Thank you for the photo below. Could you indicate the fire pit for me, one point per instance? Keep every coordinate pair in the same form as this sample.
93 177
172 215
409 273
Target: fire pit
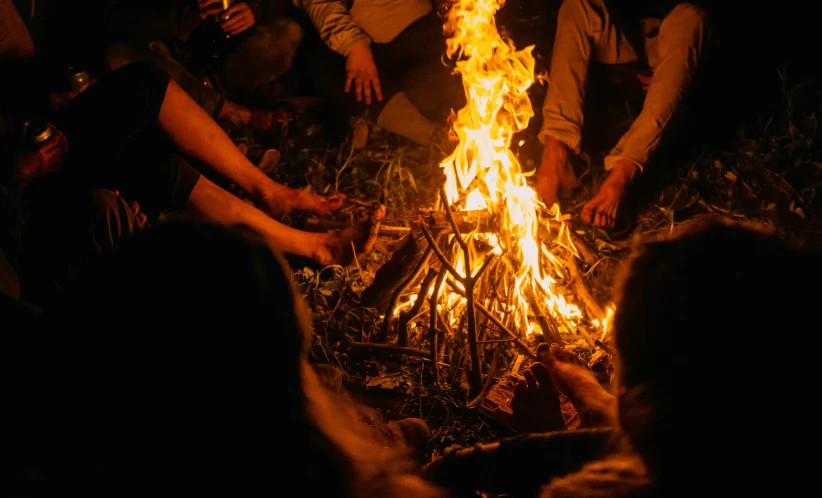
490 265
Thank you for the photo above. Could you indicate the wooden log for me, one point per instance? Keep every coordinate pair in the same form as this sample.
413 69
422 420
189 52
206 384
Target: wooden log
391 275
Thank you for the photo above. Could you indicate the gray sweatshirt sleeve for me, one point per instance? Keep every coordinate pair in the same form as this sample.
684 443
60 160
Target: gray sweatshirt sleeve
334 23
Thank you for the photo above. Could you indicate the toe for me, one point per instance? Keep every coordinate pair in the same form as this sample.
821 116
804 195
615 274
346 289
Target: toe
543 376
530 378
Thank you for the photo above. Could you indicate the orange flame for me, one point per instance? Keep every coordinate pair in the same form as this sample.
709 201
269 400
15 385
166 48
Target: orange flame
496 78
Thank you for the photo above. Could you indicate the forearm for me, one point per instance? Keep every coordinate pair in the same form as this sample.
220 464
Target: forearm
334 24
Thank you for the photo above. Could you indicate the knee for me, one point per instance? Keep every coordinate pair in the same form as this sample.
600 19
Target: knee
281 37
688 19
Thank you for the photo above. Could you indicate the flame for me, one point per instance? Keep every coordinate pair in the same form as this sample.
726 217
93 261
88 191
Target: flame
496 78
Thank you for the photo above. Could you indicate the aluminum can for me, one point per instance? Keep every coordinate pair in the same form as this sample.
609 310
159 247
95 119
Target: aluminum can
226 4
78 79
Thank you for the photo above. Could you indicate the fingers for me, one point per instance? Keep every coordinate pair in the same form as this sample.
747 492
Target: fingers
377 88
367 92
530 378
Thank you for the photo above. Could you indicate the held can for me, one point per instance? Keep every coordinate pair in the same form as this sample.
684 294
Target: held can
225 4
37 131
78 79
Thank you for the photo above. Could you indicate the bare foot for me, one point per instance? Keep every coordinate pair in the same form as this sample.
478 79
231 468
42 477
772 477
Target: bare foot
555 177
603 208
536 402
341 247
572 377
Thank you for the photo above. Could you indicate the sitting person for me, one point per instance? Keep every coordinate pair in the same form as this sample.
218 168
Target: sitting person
668 36
261 45
121 405
384 57
138 132
683 414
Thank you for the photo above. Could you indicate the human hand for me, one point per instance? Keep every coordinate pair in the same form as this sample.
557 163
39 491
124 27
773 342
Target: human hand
237 18
47 158
362 72
60 99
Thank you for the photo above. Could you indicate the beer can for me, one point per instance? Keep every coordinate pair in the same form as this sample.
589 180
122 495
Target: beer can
78 79
38 131
225 4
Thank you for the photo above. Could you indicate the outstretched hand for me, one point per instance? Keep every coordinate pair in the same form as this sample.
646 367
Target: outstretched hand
362 73
237 18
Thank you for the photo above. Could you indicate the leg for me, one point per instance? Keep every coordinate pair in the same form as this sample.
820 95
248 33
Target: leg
681 36
572 377
585 32
156 52
201 138
208 202
265 54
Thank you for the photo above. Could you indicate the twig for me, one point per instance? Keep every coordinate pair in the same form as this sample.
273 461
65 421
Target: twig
405 316
602 346
488 380
395 297
433 330
433 246
468 282
581 291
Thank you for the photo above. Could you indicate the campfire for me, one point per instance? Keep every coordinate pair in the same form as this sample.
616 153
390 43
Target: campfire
490 265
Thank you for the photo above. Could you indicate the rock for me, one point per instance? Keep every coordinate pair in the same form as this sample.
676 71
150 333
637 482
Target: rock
269 161
359 136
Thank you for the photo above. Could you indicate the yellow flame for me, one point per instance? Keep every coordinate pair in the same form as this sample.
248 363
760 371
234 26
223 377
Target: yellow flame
496 78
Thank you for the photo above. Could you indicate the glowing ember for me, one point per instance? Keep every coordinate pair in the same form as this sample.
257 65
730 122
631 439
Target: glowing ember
496 78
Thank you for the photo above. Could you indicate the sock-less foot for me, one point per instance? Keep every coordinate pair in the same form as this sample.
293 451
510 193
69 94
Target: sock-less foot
555 178
572 377
535 404
341 247
285 200
603 208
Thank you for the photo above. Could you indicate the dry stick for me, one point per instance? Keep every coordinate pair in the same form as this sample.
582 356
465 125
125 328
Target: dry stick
448 333
386 323
433 246
488 380
468 282
415 352
582 291
405 316
432 329
482 309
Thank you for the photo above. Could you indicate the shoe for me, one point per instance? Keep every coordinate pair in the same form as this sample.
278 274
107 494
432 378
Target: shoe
330 377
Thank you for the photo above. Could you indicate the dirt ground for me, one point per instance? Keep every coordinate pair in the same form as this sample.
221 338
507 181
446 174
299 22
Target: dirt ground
767 174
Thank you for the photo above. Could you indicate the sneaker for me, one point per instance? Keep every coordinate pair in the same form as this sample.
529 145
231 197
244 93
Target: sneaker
412 433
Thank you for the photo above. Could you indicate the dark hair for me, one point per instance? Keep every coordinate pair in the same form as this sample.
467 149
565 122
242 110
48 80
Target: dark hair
696 313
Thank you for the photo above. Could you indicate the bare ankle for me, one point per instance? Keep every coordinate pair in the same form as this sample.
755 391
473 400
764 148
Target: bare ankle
235 112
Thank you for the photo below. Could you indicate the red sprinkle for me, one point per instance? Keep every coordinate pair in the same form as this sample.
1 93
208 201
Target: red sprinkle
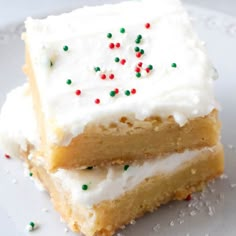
7 156
103 76
78 92
117 45
188 198
147 25
97 100
138 54
111 76
140 64
111 45
123 61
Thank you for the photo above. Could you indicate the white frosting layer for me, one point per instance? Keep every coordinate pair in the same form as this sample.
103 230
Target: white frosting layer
17 122
18 128
183 92
110 183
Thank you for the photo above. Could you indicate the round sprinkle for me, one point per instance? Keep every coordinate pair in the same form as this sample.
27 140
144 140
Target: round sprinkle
97 101
117 45
126 167
127 92
31 226
103 76
109 35
140 64
84 187
139 37
65 48
117 59
147 25
111 76
7 156
122 30
188 198
174 65
138 54
78 92
97 69
123 61
111 45
150 67
112 93
69 81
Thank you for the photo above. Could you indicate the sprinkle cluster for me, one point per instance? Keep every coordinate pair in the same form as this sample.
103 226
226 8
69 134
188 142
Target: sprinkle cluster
115 43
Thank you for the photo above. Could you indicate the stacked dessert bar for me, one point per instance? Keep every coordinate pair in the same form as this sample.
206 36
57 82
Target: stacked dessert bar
119 114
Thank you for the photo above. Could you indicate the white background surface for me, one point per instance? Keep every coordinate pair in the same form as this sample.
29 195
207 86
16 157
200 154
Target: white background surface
20 201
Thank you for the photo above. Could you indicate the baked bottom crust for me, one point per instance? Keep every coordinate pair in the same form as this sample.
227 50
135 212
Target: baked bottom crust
123 142
104 218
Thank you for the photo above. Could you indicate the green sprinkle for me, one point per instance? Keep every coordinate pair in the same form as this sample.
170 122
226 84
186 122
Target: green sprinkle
65 48
32 224
112 93
84 187
126 167
122 30
139 37
117 59
109 35
68 81
97 69
174 65
127 92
::::
Your answer must be the full listing, reproduced word for word, without its pictures.

Thank you for the photo below. Could you indicate the fire pit for me, one point per instance? Keep every coordinate pair in the same form as this sample.
93 177
172 215
409 273
Target: fire pit
490 265
Thank you for the photo above. Could you indicate the wooden log for me, one point per instance? Keep every coordinate pair in the same form as this sample.
413 69
422 420
189 52
206 384
Target: wooden log
391 275
Thank you for the photo above. Could you indicate the gray sweatshirt sleeve for me, one point per instance? Keep every coordinate pair in the same form as this sample.
684 443
60 160
Target: gray sweatshirt sleeve
334 23
Thank you for the photo above. Could you indicate the toe for me, one point per instance? Keep every coordinate pair in the same form as this sample.
821 116
804 195
615 274
346 289
Target: toe
543 376
530 378
Thank you for the photo above. Could you indicate the orange flame for me, one point per instance? Keep every coordinate pair in the same form as this sample.
709 201
269 400
15 385
166 48
Target: orange flame
496 78
Thank you for the photo above. Could you indicate the forearm for me, one point per instance? Keep every coordinate pair in the same form as this sample.
220 464
Target: forearm
334 24
Thank you for the photo above. Could you indicate the knee for me, one point per instance? Keep every coordinate pair in the same form as this sample.
600 19
Target: knee
281 37
688 19
Thank you for the photo above. Could you indicate the flame for me, one point per instance? Keep every coordinate pair in the same form as this sample.
726 217
93 261
88 191
Target: flame
496 78
Thank you for the photo above. Could you indicate the aluminum can for me, one point per instance? Keep every coordinate pair in the same form as this sample.
609 310
159 247
95 119
Target: aluminum can
226 4
78 79
Thank you for the photo above. Could you indicate the fingers for me, one point per instance? Keep every coordinate pair in the same form as this sample.
747 492
Target: fingers
377 88
367 92
530 378
Thank you for the photo above. Could you indicate the held can for me, one point per instance? Keep every coordinate pair in the same form as this sample.
684 294
Target: held can
225 4
37 131
78 79
Thank you for the photo above. Could you indicate the bare foot for me, one point per instance? Keep every coordinate pair in the same form as this sample.
478 79
231 468
42 477
772 477
Target: bare foot
555 177
603 208
536 402
341 247
572 377
Thank you for the photo above. Could you indicate the sitting person for me, one point per instance? Keep every coordinate pair in the same form as this sample.
218 168
Target: sitting person
668 36
261 45
121 405
384 57
138 132
683 414
Thank you for the photo above. Could you indicate the human hand for me, one point per instance? Keep every coordinate pair in the same form as this sample.
557 163
39 491
124 27
773 342
Target: human hand
237 18
47 158
362 72
60 99
Thank you for the photo above. Could you indicate the beer can for me, one point per instance? Keep every coordinate pair in the same form as this sample.
589 180
122 495
Target: beer can
78 79
38 131
225 4
Thank you for the photo above. Could you indicate the outstretched hand for me, one point per instance? Keep every coordinate pair in the same form as this sample.
646 367
Target: outstretched hand
362 73
237 18
Thank you for the photo above. Could you indicate the leg for me, one point per instance? Keep every coordinate pair in the same form as this sample.
820 95
248 33
Target: leg
681 36
572 377
585 32
156 52
201 138
208 202
265 54
Thank you for the photo above. Could you indicate the twig for me, one point per instance? Keep every coordinate pair in the same form as this sample.
273 461
65 421
Target: twig
405 316
602 346
488 380
395 297
433 330
433 246
468 282
581 291
Thank you for the photo above. Could you indicate the campfire for me, one point per instance? Keep every coordinate pair in the same form as this sample.
616 153
390 43
Target: campfire
490 265
Thank you for the photo above. Could you indicate the rock for me, one point per instance? Keep every coordinate pair in the same form as this sample.
676 71
150 333
637 482
Target: rock
269 161
359 136
Thank you for the photo above. Could you indicate the yellow flame for me, one point per instance? Keep every coordinate pair in the same form as this sample.
248 363
760 371
234 26
223 377
Target: yellow flame
496 78
Thank you for the photo above. Could you indicate the glowing ember for me, one point per instance? Keep every coordinate pair in the same form as this sample.
257 65
730 122
631 439
Target: glowing ember
496 78
Thank you for the photo above. Could you indicate the sock-less foot for me, one point per instance? Keep every coordinate pair in the same form as this sample.
293 451
510 193
69 94
Target: sock-less foot
555 178
572 377
535 404
341 247
285 200
603 208
Thank you for the photo above. Could you indicate the dry stick for me, one point per instance? Keep every coordinate pair in the same form as this sample.
582 356
465 125
125 328
Target: dry stick
448 333
386 323
433 246
488 380
468 282
415 352
582 291
405 316
432 329
482 309
Thank you for the photo above. Could you indicate the shoe for me, one point per instance? Keep every coordinate pair in the same form as this sample.
278 274
107 494
432 378
Target: shoe
330 377
Thank you for the photo above. Could you indicate the dirt ground for me, one point per instance? Keep every coordinate pair in the same form as this sample.
221 338
507 181
446 174
299 22
Target: dirt ground
767 174
Thank you for the photo above. Could you indicate the sneaker for me, one point per instance? Keep every coordinate pair in the same form as this sample.
529 145
231 197
244 93
Target: sneaker
412 433
Thank you for the photo above. Could you indicate the dark hair for me, one point per instance? Keep every coordinate pair in the same form as this sample.
467 149
565 122
242 110
48 80
Target: dark hair
696 313
Thank you for the photo above. Could you indicate the bare ankle for me, one point per instance? Keep every coordinate pair in the same form as this sample.
755 391
473 400
764 148
Target: bare ankle
235 112
Thank you for the photo below. Could you indicate the red sprinkle for me, one point per instance? Keep every coordinate pair in the same form as this sample.
1 93
208 201
Target: red sprinkle
7 156
103 76
78 92
117 45
188 198
147 25
97 100
138 54
111 76
140 64
111 45
123 61
Thank you for the photo above. Could you indicate the white frosting layer for me, one point per instance? Keep every coordinate pair in the same form as this sample.
103 230
Target: white frosting layer
17 122
18 128
183 92
110 183
Thank you for the photo above. Could you indicate the round sprinkle for me, one point per instance? Keep every coordinate pair in the same form as this sample.
27 140
144 140
Target: round sprinkle
97 101
117 45
126 167
127 92
31 226
103 76
109 35
140 64
84 187
139 37
65 48
117 59
147 25
111 76
7 156
122 30
188 198
174 65
138 54
78 92
97 69
123 61
111 45
150 67
112 93
69 81
Thank you for the photo above. Could you indicate the sprinkle cluster for me, one point per instance? Keep every coordinate pair in the same form as this sample.
103 226
226 8
69 134
188 142
Target: sprinkle cluster
115 43
Thank you for the photo above. Could you indicate the stacked dessert bar for me, one point per instance? Keep every coordinate pair in the same form as this sample.
206 36
57 82
Target: stacked dessert bar
119 114
Thank you for the photo above. Could you indicate the white background surface for me, one point per instance? Keep every coordinate pair in the same form as this sample.
29 195
207 86
16 157
200 154
Target: white background surface
20 201
Thank you for the photo above. Could you indicate the baked bottom crust for me, one point per instance? Keep every coordinate pair in the same form as this sample.
227 50
135 212
Target: baked bottom crust
123 142
104 218
Thank you for the photo above. Could you indicate the green sprinkle for me, one point per instance? Keep every coordinate pair in the same form as this sample.
170 122
226 84
186 122
Target: green sprinkle
65 48
32 224
112 93
84 187
126 167
122 30
139 37
117 59
109 35
68 81
97 69
174 65
127 92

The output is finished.